PAGE EXTRACT:
=== Begin Enclosure ===
Today, Lawson insists that in spite of her huge success she's still a cook, not a chef. Self-taught and imperfect, maybe, but she also emphasizes that those who cook at home are just as worthy as those who make meals professionally in a restaurant kitchen.
Her favorite kitchen tools are a microplane and mezzaluna
All cooks have a few tools up their sleeve that they just couldn't do without. For Lawson, it's her Microplane and mezzaluna.
Microplanes are sharp, fine, rasp-style graters. They can be used for grating cheese, zesting citrus, shaving chocolate, and a whole host of other essential kitchen tasks. Microplane is a brand name, but there are similar graters on the market under different names.
=== End Enclosure ===
LIST OF TASKS:
a - In the passage about Lawson's cooking, what two kitchen tools does she rely on most?
b - Translate this sentence from the passage about Lawson's cooking into Spanish: "Microplane is a brand name, but there are similar graters on the market under different names."
c - Extend the passage about Lawson's kitchen tools past its last sentence.
The material that comes next is from a different source.

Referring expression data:
=== Begin Enclosure ===
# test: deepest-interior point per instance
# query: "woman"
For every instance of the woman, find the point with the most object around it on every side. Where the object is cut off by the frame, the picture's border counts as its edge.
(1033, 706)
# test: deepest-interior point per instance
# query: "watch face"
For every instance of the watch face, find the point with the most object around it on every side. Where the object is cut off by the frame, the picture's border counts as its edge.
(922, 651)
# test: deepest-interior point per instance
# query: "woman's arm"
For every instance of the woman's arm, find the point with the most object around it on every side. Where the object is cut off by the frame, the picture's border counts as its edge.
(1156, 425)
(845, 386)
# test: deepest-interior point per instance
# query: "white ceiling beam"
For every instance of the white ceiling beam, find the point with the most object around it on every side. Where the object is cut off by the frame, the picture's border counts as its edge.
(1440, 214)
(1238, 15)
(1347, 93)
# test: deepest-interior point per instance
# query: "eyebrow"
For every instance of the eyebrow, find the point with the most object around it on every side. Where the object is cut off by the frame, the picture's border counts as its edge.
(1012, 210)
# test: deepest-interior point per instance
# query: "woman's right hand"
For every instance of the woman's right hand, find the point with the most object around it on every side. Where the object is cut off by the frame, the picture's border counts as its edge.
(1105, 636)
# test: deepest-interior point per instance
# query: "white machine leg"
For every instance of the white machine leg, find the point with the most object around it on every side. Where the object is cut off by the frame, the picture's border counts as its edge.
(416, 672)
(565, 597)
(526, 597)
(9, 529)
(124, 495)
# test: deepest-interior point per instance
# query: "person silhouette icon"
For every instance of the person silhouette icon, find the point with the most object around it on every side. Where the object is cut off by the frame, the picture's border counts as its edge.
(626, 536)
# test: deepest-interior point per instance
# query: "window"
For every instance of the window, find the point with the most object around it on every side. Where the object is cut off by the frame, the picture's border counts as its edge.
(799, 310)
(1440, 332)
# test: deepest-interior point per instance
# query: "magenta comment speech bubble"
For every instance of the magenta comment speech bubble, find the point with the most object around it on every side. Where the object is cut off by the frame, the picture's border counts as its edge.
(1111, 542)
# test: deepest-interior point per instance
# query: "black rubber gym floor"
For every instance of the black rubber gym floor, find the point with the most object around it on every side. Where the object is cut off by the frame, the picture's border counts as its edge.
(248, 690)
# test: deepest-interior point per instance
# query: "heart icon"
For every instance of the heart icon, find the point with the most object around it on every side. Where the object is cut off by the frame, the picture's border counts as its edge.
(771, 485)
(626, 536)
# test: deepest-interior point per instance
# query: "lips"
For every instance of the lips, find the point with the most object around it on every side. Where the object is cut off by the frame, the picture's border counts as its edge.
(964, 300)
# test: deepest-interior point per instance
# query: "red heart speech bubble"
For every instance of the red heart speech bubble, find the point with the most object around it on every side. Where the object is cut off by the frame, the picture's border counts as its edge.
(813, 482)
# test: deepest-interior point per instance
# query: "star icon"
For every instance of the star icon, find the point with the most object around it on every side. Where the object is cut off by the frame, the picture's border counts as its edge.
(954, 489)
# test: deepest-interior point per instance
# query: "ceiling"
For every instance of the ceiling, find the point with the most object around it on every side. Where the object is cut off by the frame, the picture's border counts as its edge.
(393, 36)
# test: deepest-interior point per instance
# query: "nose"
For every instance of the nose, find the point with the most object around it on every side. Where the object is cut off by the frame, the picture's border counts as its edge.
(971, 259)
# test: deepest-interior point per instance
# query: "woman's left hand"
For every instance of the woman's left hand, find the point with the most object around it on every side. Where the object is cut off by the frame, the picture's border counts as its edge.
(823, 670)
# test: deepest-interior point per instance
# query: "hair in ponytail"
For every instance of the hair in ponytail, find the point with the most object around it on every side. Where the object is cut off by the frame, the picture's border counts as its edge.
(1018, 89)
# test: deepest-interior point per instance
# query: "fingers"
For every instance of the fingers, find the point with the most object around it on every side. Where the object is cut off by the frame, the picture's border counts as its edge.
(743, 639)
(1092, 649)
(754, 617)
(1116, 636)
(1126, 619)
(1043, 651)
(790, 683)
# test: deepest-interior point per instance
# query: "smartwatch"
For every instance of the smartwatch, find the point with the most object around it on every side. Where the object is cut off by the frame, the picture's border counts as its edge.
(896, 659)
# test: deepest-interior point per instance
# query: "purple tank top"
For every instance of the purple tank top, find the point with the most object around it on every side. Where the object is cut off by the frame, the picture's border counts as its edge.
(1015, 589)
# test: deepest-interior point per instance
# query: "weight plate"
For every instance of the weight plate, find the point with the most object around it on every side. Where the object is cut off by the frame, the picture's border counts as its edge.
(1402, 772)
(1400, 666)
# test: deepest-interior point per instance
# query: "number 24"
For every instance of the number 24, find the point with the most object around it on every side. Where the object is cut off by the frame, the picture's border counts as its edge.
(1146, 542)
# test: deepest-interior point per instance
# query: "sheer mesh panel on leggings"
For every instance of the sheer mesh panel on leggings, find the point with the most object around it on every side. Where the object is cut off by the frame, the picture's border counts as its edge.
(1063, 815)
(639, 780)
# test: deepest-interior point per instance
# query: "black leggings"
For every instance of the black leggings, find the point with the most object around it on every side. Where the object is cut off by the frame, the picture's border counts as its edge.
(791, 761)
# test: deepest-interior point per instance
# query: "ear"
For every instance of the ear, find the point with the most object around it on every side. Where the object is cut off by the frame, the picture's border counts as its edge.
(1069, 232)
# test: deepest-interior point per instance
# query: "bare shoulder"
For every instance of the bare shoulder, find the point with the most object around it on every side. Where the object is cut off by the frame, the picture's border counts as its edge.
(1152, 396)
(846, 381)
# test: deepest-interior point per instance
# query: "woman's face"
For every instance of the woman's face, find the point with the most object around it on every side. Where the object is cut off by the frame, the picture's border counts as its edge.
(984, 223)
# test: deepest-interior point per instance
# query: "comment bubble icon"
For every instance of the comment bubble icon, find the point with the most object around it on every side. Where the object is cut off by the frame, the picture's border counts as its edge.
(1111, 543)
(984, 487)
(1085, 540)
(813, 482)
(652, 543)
=== End Enclosure ===
EXERCISE RESPONSES:
a - A Microplane and a mezzaluna.

b - Microplane es una marca, pero hay ralladores similares en el mercado con otros nombres.

c -
A mezzaluna is a curved Italian blade used for finely chopping herbs, nuts, and fillings. It's often one sharp curved blade that has a knob on each end, so the person using it can chop using a rocking motion. There are even special concave cutting boards and bowls that can be used with the mezzaluna, so that the ingredients being chopped don't fly all over the place. There are double bladed versions, too. Lawson has mentioned that she doesn't have good knife skills, and a tool like the mezzaluna makes tedious chopping go by much more quickly.
Considering the Italian influences in her cuisine, it makes sense that Lawson would find herself grating lemon zest and chopping large quantities of fresh herbs on a regular basis. Having these two tools in her arsenal definitely makes such tasks easier.
She wasn't always a baker
Though she's just as famed for desserts like Italian Christmas pudding cake and chocolate raspberry pavlova as she is for her savory entrees, it turns out Nigella Lawson didn't actually consider herself a baker until she was well into her career as a food journalist and budding cookbook author.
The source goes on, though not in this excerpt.